▸ Extract to read
One section of the new constitution includes stringent criteria for leadership that made some candidates become ineligible to contest elections – for example, the impeached former Nairobi Governor Mike Sonko was barred from contesting in the upcoming elections to be governor in Mombasa County. The Independent Electoral and Boundaries Commission or IEBC also disqualified aspirants in the country who have been previously convicted in court.
Even though it has only been partially implemented, it also effectively helped soften the political climate by “devolving and decentralising powers and lowering the stakes in presidential elections”, said Nicolas Delaunay, who covers Kenya for the International Crisis Group. Some institutions, notably the judiciary, have also been reinforced, he said.
And that means that speculation about possible violence in these elections, which might match 2007 levels, is unlikely to happen, he told Al Jazeera.
“Kenya has evolved a lot since that time and even though there are tensions rising, they are mostly between elites while actually social tensions between communities have been at their lowest during an election time in recent memory,” he said. “There’s always a level of unpredictability … but if there’s any violence, we don’t expect it to reach the levels of 2007.”
Changing dynamics in voting
A very heterogeneous society, Kenya has more than 47 officially recognised ethnic groups.
And at the heart of its politics, ethnic allegiances and identity play a strong role, especially for three of the largest groups: the Kikuyu, Luo and Kalenjin.
The Kikuyu, also collectively referred to as the Mount Kenya region, is the largest and effectively the country’s largest voting bloc. No Kikuyu is at the head of a big party ticket for the first time since independence in 1963. But three of the four presidential candidates have selected Kikuyus as their running mates everyone in order to appeal to that bloc.
But Deputy President William Ruto has effectively framed the conversation as one of “hustlers versus dynasties”, a class contest between the poor and the rich.
And analysts say even though ethnicity and the church are still influential in elections, this could perhaps be the start of changing dynamics in conversations around elections.
“Class is definitely going to play a role in this election especially because majority population are young and unemployed and do not have access to opportunities,” Nerima Wako-Ojiwa, the executive director of Siasa Place, a youth-led nonprofit organisation engaging youth on politics and governance, told Al Jazeera. “Many of them are living below the poverty line, so the majority who are poor and considered hustlers would identify with that narrative.

Referring expression data:
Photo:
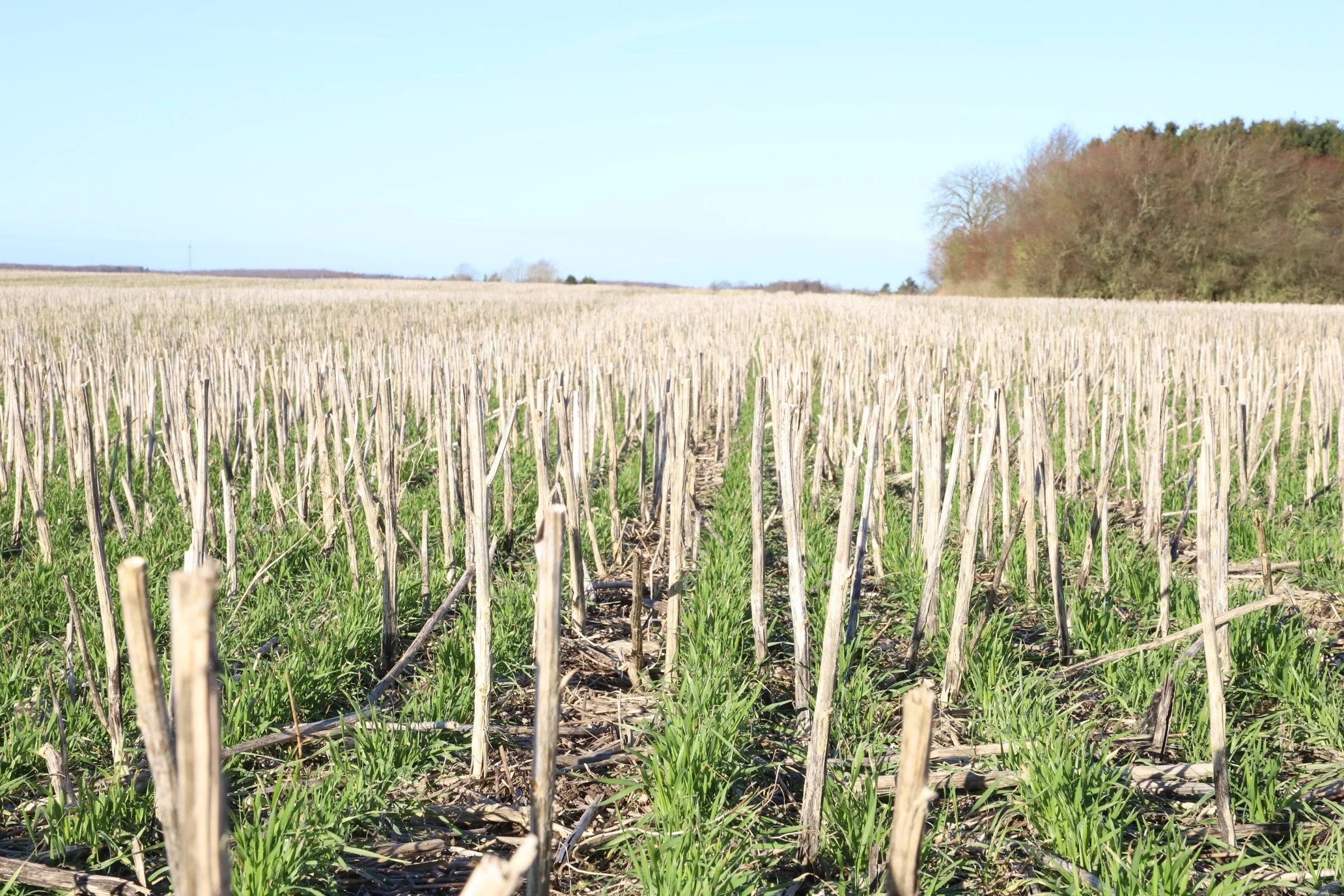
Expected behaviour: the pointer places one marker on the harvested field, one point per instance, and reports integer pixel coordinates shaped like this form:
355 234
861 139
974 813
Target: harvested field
716 591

▸ Work instruction
Pick up the article on Kenya's elections after its last sentence and carry it further.

▸ Output below
“This has existed since independence, we have a large poor population and that is why the economy is centre-stage for most manifestos,” she said.
Prisoners and people in diaspora
Kenyans in diaspora constitute about three to four million people in total, according to data from the authorities. And an estimated 54,000 inmates are spread across the 134 correctional centres in the country.
Unlike in many other African countries, both sets of people are eligible to vote. This is in addition to the rest of the population who are above the age of 18 and have never been convicted for electoral-related offences.
But it comes with a caveat: prisoners can only vote in the presidential election – not other local elections.
The inmates first started voting in the 2017 elections. This was after civil society groups went to court after the promulgation of the 2010 constitution seeking to have prisoners registered as eligible voters.
In January 2013, a Nairobi court granted their wish but it was too late for the IEBC to include them in the 2013 elections.
Ahead of Tuesday’s elections, registered voters in the diaspora are 10,444 – more than double the number (4,223) in the last cycle. The number of registered voters in prison is also 7,483, a 44 percent increase from 5,182 in the last elections.
Another community that is set to vote in the elections are the Shonas, who have been stateless since arriving as missionaries from Zimbabwe in 1959, until two years ago when more than 1,000 officially became citizens.
This is their first time voting in Kenya.